=== Document segment ===
Trevor Pritchard · CBC News · Posted: Jan 07, 2019 4:00 AM ET | Last Updated: January 7

For city archivist Paul Henry, maps are just one more way to tell Ottawa's story.

"You can see the resilience of community over time. You can see the evolution of a community over time," says Henry, who recently gave CBC Ottawa access to its vast collection of city maps.

"You get a real sense of history in the place names and the street names."

We've taken some of those old maps, added a few from other sources, and brought them all together in this attempt to forge a cartographic chronicle of the city's past.

Humble beginnings (1863)



One of the oldest in the city's collection, this 1863 map of the former Carleton County nevertheless "describes in essence what is now Ottawa," Henry said.

But not all of it, of course.

Four years before Confederation, Ottawa was essentially limited to Lowertown, the ByWard Market and the western and northern parts of downtown.

Its population was less than 15,000, and it was dwarfed geographically by the surrounding county and its townships.

Some of those communities were roughly the same size; an "apocryphal" story, Henry said, suggested the modern-day rural Ottawa neighbourhood of Richmond was even in the running to be Canada's capital.

The Ottawa of 1863 may be tiny compared to today, but not totally unrecognizable. As the inset in the bottom left corner shows, the city's downtown street grid from 156 years ago looks much like it does today.


A growing capital (1887)



By 1887, Ottawa had been the nation's seat of government for two decades — and this map, another of the city's oldest, shows the accompanying growth.

Ottawa's sudden turn from lumber town to national capital led to an "influx" of civil servants, said Henry, and the population doubled to nearly 34,000.

Lansdowne Park pops up on city maps for the first time. So does the Central Experimental Farm, Dow's Lake and Rideau Hall.

Some of the street names and neighbourhoods may be unfamiliar to an average 21st-century Ottawan, but they show how lumber barons like William Stewart and their families held sway in the capital's early days.

The map also shows how tightly connected the city's modern transportation network is to old rail. The path of the Canada Atlantic Railway should look familiar: it would eventually be acquired by the city and turned into the Queensway. Another rail line, meanwhile, runs along what's now the Vanier Parkway.

Finally, the 1887 map is a reminder of what Henry called the city's "disappeared" communities, like the small settlement on land later used for the Supreme Court of Canada. There's also a certain working class community on the map just west of downtown whose dismantling in the mid-20th century reverberates to this day.

Streetcar city (1909)



Long before light rail became a topic of great debate and consternation, Ottawa was connected by a bustling streetcar network.

This 1909 map shows the peak of that network, which was operated by the privately-run Ottawa Electric Railway Company. And its lines, Henry said, offer a glimpse at life in the early 20th century.

The red line heading off the map's west end would have ferried riders to the recently-opened Britannia Park — evidence of its popularity as a weekend destination for rest and relaxation.

The line running straight into the heart of the Central Experimental Farm shows its importance as a working farm, while the line running across to downtown Hull testifies to the longstanding connection between the two communities.

Streetcar service lasted until 1959. The lines were eventually pulled out and, along with most of the cars, sold for scrap.
=== Listed entries ===
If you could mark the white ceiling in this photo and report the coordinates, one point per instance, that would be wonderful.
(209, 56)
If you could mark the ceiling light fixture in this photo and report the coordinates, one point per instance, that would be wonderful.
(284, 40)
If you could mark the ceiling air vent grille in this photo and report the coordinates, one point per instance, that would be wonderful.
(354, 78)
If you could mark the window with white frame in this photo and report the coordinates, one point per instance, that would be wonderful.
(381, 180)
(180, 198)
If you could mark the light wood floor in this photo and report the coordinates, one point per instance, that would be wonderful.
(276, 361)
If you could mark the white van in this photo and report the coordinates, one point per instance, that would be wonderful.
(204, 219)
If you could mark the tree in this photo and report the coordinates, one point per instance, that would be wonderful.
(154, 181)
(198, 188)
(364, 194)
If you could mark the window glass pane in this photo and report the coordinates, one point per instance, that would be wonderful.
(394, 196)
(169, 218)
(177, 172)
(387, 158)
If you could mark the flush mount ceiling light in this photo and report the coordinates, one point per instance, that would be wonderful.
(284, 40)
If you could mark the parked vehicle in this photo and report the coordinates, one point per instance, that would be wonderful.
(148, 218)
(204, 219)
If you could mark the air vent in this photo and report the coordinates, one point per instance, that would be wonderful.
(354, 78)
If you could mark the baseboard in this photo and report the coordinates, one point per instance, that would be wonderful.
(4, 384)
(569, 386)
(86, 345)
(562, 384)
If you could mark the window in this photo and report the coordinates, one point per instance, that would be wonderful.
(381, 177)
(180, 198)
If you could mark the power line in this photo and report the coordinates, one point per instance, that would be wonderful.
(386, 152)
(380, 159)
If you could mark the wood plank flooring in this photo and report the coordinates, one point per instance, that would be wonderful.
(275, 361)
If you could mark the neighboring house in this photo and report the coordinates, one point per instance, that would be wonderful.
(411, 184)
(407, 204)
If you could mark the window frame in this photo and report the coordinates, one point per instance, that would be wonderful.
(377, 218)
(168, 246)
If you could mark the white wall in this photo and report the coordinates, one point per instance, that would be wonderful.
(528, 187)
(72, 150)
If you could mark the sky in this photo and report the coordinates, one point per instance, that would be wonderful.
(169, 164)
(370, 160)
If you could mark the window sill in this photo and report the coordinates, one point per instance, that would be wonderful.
===
Transcribe verbatim the passage of the article on Ottawa's historical maps starting with "One of the oldest" and going on through "parts of downtown.".

One of the oldest in the city's collection, this 1863 map of the former Carleton County nevertheless "describes in essence what is now Ottawa," Henry said.

But not all of it, of course.

Four years before Confederation, Ottawa was essentially limited to Lowertown, the ByWard Market and the western and northern parts of downtown.